Work instructions — Going from the line that contains "bacon in this workspace image." down to the end of the items, swap "robotic arm" for "industrial robot" and give those lines back with nothing else altered.

Input records —
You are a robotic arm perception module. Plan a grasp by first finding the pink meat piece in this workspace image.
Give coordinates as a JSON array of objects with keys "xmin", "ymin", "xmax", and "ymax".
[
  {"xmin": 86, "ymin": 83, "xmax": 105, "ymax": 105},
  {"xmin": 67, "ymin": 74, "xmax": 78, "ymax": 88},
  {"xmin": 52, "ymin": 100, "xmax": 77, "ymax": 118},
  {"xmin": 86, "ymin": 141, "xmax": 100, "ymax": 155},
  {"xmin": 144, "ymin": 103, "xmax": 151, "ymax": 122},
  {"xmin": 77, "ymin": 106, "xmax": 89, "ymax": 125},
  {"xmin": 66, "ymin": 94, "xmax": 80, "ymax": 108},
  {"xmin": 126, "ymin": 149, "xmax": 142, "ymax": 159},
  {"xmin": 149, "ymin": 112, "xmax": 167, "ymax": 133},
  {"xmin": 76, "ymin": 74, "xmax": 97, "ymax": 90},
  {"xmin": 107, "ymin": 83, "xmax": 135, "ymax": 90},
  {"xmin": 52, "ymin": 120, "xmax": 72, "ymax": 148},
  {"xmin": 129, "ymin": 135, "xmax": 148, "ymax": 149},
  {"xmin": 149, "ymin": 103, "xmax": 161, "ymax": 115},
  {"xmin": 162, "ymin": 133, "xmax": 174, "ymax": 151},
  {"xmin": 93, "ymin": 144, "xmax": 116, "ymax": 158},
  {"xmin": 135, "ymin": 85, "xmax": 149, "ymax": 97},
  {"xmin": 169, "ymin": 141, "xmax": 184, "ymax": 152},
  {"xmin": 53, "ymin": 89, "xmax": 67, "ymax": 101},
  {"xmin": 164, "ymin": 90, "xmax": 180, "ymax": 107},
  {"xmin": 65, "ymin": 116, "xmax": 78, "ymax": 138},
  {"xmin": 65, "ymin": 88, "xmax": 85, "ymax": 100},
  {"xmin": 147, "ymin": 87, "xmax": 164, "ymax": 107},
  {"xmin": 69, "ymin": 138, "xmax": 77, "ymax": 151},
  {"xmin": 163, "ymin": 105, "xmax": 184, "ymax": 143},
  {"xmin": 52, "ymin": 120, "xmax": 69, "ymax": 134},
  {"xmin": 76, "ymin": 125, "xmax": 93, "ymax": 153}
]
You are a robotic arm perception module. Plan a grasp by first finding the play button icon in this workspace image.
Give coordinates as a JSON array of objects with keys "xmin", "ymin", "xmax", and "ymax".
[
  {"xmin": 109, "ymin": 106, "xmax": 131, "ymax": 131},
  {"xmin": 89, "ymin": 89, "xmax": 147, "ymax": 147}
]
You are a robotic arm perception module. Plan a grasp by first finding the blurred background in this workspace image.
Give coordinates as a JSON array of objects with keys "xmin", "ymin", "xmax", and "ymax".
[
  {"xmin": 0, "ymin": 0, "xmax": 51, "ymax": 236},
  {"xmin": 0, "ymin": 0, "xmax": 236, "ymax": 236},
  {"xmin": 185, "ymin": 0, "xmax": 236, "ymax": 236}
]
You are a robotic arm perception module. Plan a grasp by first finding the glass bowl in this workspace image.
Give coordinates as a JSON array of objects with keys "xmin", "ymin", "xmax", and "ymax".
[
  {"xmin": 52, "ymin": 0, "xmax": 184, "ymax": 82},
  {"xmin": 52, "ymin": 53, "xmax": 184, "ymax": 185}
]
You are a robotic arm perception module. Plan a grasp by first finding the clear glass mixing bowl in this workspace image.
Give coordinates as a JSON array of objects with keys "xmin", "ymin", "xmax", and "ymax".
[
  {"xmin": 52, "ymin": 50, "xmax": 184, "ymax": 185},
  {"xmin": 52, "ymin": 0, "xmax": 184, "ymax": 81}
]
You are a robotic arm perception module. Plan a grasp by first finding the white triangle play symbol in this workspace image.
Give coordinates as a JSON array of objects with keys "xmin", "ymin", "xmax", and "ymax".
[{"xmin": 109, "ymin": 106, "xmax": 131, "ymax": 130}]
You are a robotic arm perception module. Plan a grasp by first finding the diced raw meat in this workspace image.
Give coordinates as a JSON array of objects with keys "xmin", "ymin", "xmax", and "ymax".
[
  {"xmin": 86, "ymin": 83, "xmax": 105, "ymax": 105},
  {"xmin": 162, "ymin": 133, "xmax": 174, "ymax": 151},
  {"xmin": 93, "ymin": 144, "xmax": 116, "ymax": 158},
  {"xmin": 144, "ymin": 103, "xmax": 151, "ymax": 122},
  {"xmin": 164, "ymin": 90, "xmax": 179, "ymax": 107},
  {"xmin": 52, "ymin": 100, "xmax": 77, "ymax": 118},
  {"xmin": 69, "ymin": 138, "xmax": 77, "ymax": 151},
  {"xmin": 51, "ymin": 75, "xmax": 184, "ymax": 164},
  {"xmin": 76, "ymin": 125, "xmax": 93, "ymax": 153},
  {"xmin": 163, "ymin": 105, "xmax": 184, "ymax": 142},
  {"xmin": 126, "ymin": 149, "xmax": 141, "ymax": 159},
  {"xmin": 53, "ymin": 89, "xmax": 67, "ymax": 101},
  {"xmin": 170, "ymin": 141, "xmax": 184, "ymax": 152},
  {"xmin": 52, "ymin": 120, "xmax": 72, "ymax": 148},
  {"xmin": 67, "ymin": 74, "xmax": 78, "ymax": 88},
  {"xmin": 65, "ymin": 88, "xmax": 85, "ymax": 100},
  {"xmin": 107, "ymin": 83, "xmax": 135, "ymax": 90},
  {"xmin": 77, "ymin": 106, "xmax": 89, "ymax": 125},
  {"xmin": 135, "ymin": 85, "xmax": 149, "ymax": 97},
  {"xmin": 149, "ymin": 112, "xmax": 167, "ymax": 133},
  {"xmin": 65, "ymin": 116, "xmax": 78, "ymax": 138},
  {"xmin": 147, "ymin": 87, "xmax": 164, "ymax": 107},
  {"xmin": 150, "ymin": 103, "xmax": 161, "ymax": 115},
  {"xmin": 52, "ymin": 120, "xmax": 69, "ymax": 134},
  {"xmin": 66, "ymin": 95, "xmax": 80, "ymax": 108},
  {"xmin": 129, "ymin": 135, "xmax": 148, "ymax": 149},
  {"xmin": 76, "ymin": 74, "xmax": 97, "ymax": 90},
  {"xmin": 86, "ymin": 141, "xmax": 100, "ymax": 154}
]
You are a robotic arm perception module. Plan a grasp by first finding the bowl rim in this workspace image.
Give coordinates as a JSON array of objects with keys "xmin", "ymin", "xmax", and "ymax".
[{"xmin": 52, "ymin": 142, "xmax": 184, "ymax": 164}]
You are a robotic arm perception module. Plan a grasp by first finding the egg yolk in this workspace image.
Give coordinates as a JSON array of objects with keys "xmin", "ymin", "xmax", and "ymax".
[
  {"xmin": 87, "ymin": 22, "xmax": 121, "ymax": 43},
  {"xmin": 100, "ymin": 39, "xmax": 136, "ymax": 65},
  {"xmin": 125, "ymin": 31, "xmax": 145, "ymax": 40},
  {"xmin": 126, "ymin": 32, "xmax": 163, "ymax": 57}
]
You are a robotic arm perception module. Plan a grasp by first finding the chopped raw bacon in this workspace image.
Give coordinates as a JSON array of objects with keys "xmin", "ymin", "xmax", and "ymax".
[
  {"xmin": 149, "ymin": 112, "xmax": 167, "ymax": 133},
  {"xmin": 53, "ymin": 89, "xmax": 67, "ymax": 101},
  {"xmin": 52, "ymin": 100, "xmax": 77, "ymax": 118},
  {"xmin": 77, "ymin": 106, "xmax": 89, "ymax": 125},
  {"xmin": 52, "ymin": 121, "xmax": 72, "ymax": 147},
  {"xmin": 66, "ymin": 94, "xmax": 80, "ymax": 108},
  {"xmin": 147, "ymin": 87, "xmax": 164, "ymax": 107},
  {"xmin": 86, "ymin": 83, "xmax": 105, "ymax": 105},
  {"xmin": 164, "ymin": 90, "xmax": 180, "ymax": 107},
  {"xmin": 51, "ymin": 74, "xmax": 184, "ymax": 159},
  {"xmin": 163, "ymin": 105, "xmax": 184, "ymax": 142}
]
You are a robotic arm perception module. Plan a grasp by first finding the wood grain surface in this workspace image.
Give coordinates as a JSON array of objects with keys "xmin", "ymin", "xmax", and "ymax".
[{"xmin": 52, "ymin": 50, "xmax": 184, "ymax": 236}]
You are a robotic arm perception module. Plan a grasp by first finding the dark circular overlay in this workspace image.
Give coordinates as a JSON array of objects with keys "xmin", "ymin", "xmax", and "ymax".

Response to the exercise —
You are a industrial robot perception module. Plan a grasp by first finding the chopped raw bacon in this workspace image.
Give coordinates as a JSON array of objects with keys "xmin", "ymin", "xmax", and "ymax".
[
  {"xmin": 149, "ymin": 112, "xmax": 167, "ymax": 133},
  {"xmin": 53, "ymin": 89, "xmax": 67, "ymax": 101},
  {"xmin": 52, "ymin": 100, "xmax": 77, "ymax": 118},
  {"xmin": 77, "ymin": 106, "xmax": 89, "ymax": 125},
  {"xmin": 52, "ymin": 121, "xmax": 72, "ymax": 147},
  {"xmin": 66, "ymin": 94, "xmax": 80, "ymax": 108},
  {"xmin": 147, "ymin": 87, "xmax": 164, "ymax": 107},
  {"xmin": 86, "ymin": 83, "xmax": 105, "ymax": 105},
  {"xmin": 164, "ymin": 90, "xmax": 180, "ymax": 107},
  {"xmin": 51, "ymin": 74, "xmax": 184, "ymax": 159},
  {"xmin": 163, "ymin": 105, "xmax": 184, "ymax": 142}
]
You are a industrial robot perception module. Plan a grasp by first finding the wood grain surface in this workspace image.
Give coordinates as a JSON array of objects with keys "xmin", "ymin", "xmax", and "ymax".
[{"xmin": 52, "ymin": 50, "xmax": 184, "ymax": 236}]
You are a industrial robot perception module. Plan a grasp by first finding the dark circular overlay in this workspace image.
Give coordinates as a JSON array of objects with keys "xmin", "ymin", "xmax", and "ymax".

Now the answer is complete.